● What is being asked:
Reproduce only the records from the line containing "I need to verify whether any hubcap" through the line containing "100 0 152 37". Switch each occurrence of "brick" to "stone" and leave everything else unchanged.

● Task inputs:
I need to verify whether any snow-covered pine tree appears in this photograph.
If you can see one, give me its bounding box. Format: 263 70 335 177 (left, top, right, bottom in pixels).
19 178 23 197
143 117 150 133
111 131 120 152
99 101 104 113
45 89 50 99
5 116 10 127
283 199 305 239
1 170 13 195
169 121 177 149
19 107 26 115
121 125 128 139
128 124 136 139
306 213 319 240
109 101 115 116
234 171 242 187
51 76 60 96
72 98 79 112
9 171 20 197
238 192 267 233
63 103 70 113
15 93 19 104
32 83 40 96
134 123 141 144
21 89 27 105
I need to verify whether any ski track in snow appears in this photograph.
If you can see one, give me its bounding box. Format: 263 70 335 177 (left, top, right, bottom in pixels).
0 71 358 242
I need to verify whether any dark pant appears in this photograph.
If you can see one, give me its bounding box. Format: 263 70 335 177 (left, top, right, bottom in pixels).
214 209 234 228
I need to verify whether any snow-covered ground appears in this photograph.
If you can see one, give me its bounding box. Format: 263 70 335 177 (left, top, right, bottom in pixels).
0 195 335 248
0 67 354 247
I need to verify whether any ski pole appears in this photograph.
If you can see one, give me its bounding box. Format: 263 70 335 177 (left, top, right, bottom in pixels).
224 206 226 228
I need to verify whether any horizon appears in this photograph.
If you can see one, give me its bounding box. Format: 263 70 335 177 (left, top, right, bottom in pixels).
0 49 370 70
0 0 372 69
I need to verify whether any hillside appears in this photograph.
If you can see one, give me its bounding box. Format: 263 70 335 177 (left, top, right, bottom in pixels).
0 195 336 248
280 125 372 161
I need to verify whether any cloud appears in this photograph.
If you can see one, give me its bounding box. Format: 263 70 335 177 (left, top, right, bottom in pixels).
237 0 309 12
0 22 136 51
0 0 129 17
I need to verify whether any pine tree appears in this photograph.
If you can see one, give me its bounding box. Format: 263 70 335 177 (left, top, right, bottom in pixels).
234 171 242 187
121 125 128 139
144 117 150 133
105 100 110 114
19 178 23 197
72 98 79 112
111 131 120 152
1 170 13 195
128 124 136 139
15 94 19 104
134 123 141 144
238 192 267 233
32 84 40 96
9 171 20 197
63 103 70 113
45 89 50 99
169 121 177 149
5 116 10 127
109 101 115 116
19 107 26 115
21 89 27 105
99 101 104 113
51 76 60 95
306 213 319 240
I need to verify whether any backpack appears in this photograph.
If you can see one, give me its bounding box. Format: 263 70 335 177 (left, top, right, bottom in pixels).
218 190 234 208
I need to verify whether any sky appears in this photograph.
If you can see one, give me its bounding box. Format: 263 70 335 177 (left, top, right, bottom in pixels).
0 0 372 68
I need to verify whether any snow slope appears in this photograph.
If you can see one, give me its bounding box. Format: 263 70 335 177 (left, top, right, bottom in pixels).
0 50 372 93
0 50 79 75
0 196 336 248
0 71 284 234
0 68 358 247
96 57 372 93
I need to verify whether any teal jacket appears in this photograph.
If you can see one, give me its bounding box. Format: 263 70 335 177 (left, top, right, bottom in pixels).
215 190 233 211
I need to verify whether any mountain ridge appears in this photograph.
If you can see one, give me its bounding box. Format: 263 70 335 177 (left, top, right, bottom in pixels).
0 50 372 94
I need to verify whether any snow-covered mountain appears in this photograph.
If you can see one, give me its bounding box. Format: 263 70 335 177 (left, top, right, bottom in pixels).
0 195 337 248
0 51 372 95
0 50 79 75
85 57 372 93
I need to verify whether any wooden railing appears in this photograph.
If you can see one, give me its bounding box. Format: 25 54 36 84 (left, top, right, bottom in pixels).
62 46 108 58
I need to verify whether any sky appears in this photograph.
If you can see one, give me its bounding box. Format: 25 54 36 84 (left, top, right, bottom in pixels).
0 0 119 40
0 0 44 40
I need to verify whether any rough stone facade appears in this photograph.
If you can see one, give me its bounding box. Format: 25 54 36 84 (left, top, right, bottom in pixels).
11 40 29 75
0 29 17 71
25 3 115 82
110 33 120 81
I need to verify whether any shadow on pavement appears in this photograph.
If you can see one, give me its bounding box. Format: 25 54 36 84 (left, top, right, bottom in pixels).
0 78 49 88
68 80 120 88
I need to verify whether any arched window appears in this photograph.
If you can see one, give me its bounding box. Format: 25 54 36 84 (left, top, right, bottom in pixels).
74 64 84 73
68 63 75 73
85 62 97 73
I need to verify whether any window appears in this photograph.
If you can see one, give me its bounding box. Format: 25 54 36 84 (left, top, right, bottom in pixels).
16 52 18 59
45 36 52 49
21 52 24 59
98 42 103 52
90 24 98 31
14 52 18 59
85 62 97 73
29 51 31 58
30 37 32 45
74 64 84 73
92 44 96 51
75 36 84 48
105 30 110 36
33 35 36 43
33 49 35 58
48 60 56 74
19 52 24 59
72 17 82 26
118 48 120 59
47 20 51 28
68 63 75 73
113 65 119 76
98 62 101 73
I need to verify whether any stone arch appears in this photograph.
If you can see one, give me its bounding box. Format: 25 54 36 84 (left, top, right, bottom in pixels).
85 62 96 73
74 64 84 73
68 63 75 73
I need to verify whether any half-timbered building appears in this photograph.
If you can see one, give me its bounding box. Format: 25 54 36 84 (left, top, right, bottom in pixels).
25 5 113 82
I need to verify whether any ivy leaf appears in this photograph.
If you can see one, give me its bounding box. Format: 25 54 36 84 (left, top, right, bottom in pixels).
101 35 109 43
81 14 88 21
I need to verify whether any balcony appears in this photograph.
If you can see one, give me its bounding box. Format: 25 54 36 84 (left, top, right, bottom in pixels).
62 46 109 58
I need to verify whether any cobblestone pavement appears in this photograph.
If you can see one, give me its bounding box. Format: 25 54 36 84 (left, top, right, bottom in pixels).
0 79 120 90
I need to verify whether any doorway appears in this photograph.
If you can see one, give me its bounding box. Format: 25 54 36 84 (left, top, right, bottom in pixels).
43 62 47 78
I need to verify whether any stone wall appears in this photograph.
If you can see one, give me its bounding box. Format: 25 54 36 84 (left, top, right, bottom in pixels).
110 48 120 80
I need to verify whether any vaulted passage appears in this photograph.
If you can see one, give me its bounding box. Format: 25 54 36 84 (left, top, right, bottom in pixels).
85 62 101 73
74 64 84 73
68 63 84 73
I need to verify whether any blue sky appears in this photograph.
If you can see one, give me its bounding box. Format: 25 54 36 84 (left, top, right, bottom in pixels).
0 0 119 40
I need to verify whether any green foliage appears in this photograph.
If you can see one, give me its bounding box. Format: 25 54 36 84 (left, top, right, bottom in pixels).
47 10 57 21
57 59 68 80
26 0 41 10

--

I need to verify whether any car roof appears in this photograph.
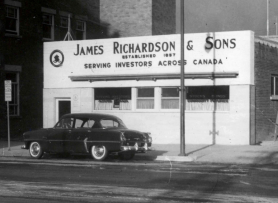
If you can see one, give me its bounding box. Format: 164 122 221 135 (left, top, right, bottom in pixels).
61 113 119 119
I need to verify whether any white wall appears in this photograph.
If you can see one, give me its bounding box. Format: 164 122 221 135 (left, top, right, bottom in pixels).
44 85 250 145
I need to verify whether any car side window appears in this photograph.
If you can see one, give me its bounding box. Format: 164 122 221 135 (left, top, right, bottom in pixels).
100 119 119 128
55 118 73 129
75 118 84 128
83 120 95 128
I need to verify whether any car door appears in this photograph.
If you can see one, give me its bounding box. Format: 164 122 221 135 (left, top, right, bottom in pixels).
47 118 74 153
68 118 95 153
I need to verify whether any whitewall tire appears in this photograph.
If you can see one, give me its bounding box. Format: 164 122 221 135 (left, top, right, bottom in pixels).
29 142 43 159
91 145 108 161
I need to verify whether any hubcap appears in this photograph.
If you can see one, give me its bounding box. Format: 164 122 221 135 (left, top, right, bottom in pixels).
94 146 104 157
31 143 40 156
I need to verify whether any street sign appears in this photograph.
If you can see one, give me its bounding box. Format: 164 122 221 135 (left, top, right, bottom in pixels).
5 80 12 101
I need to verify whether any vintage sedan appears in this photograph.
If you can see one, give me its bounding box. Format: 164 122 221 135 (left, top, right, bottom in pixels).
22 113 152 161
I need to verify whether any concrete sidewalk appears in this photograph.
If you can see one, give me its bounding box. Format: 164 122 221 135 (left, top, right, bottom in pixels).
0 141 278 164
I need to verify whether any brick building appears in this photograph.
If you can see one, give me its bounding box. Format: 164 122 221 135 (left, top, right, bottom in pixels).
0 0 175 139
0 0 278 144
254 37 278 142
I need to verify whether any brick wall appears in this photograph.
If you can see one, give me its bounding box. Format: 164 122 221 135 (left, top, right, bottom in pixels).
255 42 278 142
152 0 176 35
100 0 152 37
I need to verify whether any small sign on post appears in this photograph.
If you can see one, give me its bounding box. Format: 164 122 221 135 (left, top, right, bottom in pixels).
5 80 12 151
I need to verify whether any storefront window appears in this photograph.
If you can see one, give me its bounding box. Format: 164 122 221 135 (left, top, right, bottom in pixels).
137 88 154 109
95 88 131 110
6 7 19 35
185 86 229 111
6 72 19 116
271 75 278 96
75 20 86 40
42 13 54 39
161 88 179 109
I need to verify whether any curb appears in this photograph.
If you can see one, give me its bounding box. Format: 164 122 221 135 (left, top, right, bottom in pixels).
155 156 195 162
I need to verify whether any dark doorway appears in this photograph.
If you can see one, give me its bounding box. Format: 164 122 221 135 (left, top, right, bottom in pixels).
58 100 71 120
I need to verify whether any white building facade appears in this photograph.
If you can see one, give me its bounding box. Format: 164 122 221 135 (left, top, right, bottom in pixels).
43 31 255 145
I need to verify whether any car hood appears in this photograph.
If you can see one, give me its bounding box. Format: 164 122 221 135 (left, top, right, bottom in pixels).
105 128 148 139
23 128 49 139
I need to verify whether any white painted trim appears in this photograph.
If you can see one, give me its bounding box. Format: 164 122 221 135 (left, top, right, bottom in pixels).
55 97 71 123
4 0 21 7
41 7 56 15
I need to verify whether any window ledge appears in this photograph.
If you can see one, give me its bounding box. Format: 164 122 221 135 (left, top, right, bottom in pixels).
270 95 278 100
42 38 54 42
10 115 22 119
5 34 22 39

* * *

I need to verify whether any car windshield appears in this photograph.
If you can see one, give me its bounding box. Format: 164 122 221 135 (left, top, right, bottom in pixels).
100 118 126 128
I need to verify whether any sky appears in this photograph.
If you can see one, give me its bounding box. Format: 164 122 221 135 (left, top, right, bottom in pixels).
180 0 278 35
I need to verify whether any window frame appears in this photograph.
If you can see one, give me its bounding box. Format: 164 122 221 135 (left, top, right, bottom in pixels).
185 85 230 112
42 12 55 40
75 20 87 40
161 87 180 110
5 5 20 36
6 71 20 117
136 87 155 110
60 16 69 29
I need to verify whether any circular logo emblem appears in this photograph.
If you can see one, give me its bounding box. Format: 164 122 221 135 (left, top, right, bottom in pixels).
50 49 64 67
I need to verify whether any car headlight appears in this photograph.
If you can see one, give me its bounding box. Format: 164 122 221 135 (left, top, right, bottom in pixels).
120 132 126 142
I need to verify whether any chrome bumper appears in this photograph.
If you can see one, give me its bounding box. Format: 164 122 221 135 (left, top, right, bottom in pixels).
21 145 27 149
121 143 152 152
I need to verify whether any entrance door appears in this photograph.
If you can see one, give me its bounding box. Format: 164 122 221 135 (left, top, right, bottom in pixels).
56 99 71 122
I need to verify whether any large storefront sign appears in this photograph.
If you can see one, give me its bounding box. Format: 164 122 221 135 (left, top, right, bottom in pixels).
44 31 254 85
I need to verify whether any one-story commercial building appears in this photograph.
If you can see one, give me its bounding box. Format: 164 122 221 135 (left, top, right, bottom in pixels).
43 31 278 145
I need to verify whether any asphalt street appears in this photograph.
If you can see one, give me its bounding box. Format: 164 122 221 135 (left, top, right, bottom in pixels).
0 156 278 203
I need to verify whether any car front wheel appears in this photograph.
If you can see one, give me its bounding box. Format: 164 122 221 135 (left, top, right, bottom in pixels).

● Exercise result:
I need to verify whether any hubcap appears in this photograph.
If you can see one, give me its bounding box. Format: 164 122 221 135 (left, top, right, bottom in pixels).
94 146 104 157
31 143 40 156
I need to verify whether any street sign appears in this photograph.
If you can see one, give me its bounding box. Format: 164 122 221 135 (left, top, right, bottom in pixels).
5 80 12 101
I need to verify whether any vintage sedan appears in this photograph.
If you can see one, give me its bounding box. Format: 164 122 221 135 (left, top, right, bottom in pixels).
22 113 152 161
I need to verify whether any concrete sidewalk appears in this photograph.
If you can see one, give me its bounding box. Format: 164 122 221 135 (left, top, right, bottom in pixels).
0 141 278 164
I need to verify whether any stone building appears in this photograph.
If you can see one, give me its bounding box. Format: 164 122 221 135 (left, top, right, bottom in pixels).
0 0 175 139
0 0 278 144
254 37 278 142
I need to verify whether any stone wall appears in this photograph.
If you can see one, give me its bounding box. Format: 164 122 221 135 (left, top, right, bottom in pixels).
255 42 278 142
152 0 176 35
100 0 152 37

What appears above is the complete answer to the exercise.